SELECTED PASSAGE>
SKOWHEGAN — A North Anson woman who allegedly pulled a gun on two Somerset County sheriff’s deputies in October has been indicted by a county grand jury on two felony counts of criminal threatening with a dangerous weapon.

Theresa Richardson-Kelley, 56, named in the grand jury indictment as Theresa Kelley, allegedly pointed a handgun at the deputies as they attempted to serve her with court paperwork Oct. 10 at her home on Nault Road.

A court affidavit filed by Cpl. Mathew Cunningham of the sheriff’s office states that he was assigned by Sheriff Dale Lancaster to escort Civil Deputy Eugene Hutchins to Kelley’s home where she was to be served civil paper regarding alleged threatening behavior involving use of a firearm.

Cunningham said the pair arrived to find the exterior of the house cluttered with debris, with only a narrow path to the porch and the front door. The path was made “through the garbage, refuse and property stacked” on the porch, Cunningham wrote in the affidavit.

DATA SHOWN>

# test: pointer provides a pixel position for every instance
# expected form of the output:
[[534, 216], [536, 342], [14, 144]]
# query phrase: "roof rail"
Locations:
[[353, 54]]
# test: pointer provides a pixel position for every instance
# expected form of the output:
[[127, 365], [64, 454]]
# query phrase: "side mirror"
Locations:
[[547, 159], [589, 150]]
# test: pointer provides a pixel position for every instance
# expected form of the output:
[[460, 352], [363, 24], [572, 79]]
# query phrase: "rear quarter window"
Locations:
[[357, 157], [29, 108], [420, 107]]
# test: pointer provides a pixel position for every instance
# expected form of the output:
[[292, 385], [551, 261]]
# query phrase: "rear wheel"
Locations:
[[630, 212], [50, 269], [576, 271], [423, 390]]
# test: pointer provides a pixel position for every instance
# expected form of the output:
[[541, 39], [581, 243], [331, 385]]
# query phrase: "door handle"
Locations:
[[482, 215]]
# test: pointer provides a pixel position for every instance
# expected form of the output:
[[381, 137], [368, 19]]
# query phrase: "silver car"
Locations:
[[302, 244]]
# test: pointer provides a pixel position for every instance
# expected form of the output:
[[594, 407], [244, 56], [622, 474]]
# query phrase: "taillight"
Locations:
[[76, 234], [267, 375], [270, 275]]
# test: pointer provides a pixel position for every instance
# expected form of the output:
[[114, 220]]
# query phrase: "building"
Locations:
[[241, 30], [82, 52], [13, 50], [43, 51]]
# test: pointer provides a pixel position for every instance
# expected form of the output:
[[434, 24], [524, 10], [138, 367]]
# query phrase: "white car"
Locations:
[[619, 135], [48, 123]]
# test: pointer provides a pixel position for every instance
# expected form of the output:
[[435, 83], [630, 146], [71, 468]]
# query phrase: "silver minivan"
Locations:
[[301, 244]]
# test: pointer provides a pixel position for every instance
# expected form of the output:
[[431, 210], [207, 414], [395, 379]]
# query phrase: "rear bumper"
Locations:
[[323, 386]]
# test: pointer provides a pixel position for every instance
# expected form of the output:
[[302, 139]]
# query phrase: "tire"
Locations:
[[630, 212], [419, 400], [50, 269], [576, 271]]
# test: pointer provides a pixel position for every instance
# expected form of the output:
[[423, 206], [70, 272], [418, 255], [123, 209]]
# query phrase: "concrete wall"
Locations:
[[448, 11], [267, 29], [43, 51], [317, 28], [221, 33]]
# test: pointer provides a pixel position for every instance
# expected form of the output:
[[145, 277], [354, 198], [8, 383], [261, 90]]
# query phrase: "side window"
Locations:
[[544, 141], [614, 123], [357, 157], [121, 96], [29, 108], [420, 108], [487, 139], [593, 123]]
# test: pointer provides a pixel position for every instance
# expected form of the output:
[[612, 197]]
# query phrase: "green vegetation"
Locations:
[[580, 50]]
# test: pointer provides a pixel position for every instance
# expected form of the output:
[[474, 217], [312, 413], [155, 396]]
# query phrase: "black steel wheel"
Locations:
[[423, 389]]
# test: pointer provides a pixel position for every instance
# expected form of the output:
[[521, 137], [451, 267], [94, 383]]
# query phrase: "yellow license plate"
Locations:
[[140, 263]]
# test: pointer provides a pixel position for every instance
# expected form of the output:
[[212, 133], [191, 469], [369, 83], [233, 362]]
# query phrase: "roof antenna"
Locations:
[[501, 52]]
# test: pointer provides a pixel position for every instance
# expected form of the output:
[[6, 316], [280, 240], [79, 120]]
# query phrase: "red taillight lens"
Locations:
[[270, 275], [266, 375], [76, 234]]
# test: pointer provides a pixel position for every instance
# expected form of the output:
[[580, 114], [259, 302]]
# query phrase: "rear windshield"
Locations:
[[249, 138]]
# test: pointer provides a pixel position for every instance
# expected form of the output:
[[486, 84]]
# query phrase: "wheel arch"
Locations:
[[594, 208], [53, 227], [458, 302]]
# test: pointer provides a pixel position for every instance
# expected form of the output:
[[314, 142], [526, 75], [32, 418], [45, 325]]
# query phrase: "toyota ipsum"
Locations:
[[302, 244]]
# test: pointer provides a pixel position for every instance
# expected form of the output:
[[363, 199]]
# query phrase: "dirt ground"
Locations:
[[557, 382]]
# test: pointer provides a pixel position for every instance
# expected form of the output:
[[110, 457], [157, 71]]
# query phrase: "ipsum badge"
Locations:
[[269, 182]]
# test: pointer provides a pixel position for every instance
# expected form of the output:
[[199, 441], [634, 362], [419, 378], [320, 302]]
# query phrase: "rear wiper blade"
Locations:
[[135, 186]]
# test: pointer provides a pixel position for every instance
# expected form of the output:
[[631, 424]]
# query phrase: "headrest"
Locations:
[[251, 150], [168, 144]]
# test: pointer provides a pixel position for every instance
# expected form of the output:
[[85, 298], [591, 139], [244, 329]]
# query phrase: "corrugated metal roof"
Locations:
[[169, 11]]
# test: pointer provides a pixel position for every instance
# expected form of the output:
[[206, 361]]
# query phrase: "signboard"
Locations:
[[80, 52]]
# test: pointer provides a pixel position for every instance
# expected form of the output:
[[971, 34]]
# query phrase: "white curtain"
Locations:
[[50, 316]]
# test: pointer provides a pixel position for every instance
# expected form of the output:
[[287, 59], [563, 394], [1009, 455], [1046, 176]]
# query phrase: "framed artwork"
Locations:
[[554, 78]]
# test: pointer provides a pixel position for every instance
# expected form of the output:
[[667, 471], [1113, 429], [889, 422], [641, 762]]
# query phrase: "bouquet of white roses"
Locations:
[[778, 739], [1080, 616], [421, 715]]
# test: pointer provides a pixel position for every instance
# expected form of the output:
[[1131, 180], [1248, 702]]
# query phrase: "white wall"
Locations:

WHAT YOU WILL DO>
• a. Reproduce in full the article about the North Anson woman indicted for threatening two deputies.
• b. Pick out each line of the records that contains the word "white", and copy those lines.

RESULTS IN ORDER>
• a.
SKOWHEGAN — A North Anson woman who allegedly pulled a gun on two Somerset County sheriff’s deputies in October has been indicted by a county grand jury on two felony counts of criminal threatening with a dangerous weapon.

Theresa Richardson-Kelley, 56, named in the grand jury indictment as Theresa Kelley, allegedly pointed a handgun at the deputies as they attempted to serve her with court paperwork Oct. 10 at her home on Nault Road.

A court affidavit filed by Cpl. Mathew Cunningham of the sheriff’s office states that he was assigned by Sheriff Dale Lancaster to escort Civil Deputy Eugene Hutchins to Kelley’s home where she was to be served civil paper regarding alleged threatening behavior involving use of a firearm.

Cunningham said the pair arrived to find the exterior of the house cluttered with debris, with only a narrow path to the porch and the front door. The path was made “through the garbage, refuse and property stacked” on the porch, Cunningham wrote in the affidavit.

• b.
# query phrase: "white car"
# query phrase: "white curtain"
# query phrase: "bouquet of white roses"
# query phrase: "white wall"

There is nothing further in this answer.